- Work instructions -
Copy out every one of the rows below word for word.

=======

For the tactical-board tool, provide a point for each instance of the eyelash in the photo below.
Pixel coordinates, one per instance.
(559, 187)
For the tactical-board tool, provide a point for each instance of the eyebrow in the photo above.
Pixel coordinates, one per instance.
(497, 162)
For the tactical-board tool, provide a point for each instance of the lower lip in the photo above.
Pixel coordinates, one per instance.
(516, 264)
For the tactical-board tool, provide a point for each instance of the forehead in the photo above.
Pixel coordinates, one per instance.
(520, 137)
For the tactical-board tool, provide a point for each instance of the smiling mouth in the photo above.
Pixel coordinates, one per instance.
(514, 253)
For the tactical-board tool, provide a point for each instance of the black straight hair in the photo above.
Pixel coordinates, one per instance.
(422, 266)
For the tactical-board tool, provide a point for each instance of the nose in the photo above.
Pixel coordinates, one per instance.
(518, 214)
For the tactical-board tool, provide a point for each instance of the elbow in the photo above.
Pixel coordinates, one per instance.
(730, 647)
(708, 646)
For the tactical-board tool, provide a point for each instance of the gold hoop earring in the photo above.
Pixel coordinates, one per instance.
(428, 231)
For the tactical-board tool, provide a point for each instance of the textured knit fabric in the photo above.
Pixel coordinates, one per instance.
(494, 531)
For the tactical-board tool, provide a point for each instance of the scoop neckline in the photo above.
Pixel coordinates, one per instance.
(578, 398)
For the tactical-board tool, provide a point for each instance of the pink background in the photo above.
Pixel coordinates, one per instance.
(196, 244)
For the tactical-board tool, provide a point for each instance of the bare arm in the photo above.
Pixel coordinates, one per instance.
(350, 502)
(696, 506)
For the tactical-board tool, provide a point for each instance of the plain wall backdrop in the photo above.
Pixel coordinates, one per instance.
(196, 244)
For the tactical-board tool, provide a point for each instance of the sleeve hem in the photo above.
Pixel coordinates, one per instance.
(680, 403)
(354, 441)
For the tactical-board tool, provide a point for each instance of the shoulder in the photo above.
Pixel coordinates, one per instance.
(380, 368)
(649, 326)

=======

- Finished task -
For the tactical-board tool, provide a point for each instance of the eyelash in the photo below.
Pixel coordinates, one per instance.
(559, 187)
For the tactical-board tool, provide a point for each instance of the eyebrow in the photo above.
Pixel coordinates, one per instance.
(497, 162)
For the tactical-board tool, provide a point for each instance of the lower lip in the photo above.
Pixel coordinates, one per instance.
(516, 264)
For the tactical-board tool, provide a point for each instance of the forehead in the photo above.
Pixel coordinates, one per instance.
(520, 137)
For the tactical-board tool, provide a point for each instance of the smiling mouth in the photo above.
Pixel coordinates, one per instance.
(514, 253)
For the tactical-board tool, provide a point for each instance of the black straight hair in the photo above.
Pixel coordinates, one per instance.
(422, 266)
For the tactical-board tool, provide a point for each instance of the nose in the photo above.
Pixel coordinates, one per instance.
(518, 214)
For the tactical-board tool, provide a point for each instance of the elbow in the photo above.
Pixel coordinates, one per instance.
(730, 647)
(708, 646)
For the tactical-board tool, provide a point for each instance of the gold hoop earring in the photo above.
Pixel coordinates, one per instance.
(428, 231)
For the tactical-board tool, provide a point for each instance of the textured knit fabric in the photo above.
Pixel coordinates, one per instance.
(494, 531)
For the tactical-board tool, provide a point for each instance of the scoop neckline in the photo above.
Pixel coordinates, one per instance.
(578, 398)
For the tactical-board tool, provide a point for each instance of the pink background in the photo above.
Pixel coordinates, one per instance.
(196, 244)
For the tactical-board tool, provide a point for each instance of the bare arm in the photo above.
Pixel coordinates, one per instance.
(350, 502)
(696, 506)
For the tactical-board tool, provide a point for each instance of the plain wall backdrop in the photo above.
Pixel coordinates, one per instance.
(196, 244)
For the tactical-board tool, provide a point for each instance of the sleeve hem in the photo above.
Pixel coordinates, one per instance.
(680, 403)
(354, 441)
For the tactical-board tool, provide a point for each instance of the shoulder in the photo above.
Pixel coordinates, one per instance.
(380, 368)
(649, 326)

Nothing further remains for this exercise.